DOCUMENT PASSAGE >>
====================
If necessary, I intervened to provide instructions. The procedure was for the volunteer to toss the raft into the pool, pull out any slack in the mooring line and give a sharp jerk on the mooring line. Ideally, the raft should inflate without pulling it all the way back to the aircraft where it could be harmed, but in most cases the raft was pulled back to the wall of the pool before inflation commenced. The TSO specifies that only 20 - 30 pounds of tension be required to actuate the inflation sequence.
In the first series of tests, we did not time inflation. The second set of tests were timed. We timed inflation until the raft was firm enough to board using the provided entry aids and to full inflation, including canopy where appropriate, and also where appropriate, how fast the ballast bags filled. The survival equipment pack(s) (SEPs) were removed from the rafts to try to prevent unnecessary water damage to the contents, though with some rafts, the separate packs were waterlogged before we could retrieve them from the water. Those packed inside the rafts tended to stay drier. Items required for the tests were retrieved from the packs where necessary.
====================
TO DO >>
Print the portion of the raft inflation passage starting with "In the first" and going on through "packs where necessary.", word for word.
====================
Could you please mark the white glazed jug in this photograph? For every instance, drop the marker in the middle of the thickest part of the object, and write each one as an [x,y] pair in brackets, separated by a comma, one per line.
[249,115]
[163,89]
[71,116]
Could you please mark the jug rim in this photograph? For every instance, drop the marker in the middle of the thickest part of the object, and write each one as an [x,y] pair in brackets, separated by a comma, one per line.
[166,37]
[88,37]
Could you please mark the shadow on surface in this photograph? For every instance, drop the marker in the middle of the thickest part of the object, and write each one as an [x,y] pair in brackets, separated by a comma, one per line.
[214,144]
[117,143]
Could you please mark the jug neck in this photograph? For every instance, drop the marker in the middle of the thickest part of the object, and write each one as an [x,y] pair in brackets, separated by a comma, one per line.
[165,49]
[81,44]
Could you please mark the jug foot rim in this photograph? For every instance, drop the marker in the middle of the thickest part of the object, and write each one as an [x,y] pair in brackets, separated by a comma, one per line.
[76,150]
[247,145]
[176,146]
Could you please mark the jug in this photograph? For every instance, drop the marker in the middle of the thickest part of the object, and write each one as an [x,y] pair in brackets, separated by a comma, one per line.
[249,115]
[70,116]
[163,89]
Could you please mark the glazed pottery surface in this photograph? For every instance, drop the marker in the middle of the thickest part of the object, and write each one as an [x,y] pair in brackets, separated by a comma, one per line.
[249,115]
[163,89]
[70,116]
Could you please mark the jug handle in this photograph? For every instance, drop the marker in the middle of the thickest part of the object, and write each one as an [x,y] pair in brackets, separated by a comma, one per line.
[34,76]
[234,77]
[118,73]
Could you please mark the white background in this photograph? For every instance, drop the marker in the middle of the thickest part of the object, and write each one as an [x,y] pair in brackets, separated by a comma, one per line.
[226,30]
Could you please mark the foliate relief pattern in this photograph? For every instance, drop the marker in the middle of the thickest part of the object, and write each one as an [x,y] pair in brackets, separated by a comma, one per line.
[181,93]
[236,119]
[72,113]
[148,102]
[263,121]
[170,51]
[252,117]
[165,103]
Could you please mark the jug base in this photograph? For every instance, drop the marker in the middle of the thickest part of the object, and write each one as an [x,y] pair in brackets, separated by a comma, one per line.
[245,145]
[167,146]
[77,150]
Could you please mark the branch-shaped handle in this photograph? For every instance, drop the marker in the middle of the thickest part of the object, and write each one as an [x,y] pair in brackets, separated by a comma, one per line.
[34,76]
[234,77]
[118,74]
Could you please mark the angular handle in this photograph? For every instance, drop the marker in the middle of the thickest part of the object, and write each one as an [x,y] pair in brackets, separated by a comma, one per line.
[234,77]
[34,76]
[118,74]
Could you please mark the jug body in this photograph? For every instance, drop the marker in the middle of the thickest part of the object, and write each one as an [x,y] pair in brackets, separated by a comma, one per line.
====================
THE SOLUTION >>
In the first series of tests, we did not time inflation. The second set of tests were timed. We timed inflation until the raft was firm enough to board using the provided entry aids and to full inflation, including canopy where appropriate, and also where appropriate, how fast the ballast bags filled. The survival equipment pack(s) (SEPs) were removed from the rafts to try to prevent unnecessary water damage to the contents, though with some rafts, the separate packs were waterlogged before we could retrieve them from the water. Those packed inside the rafts tended to stay drier. Items required for the tests were retrieved from the packs where necessary.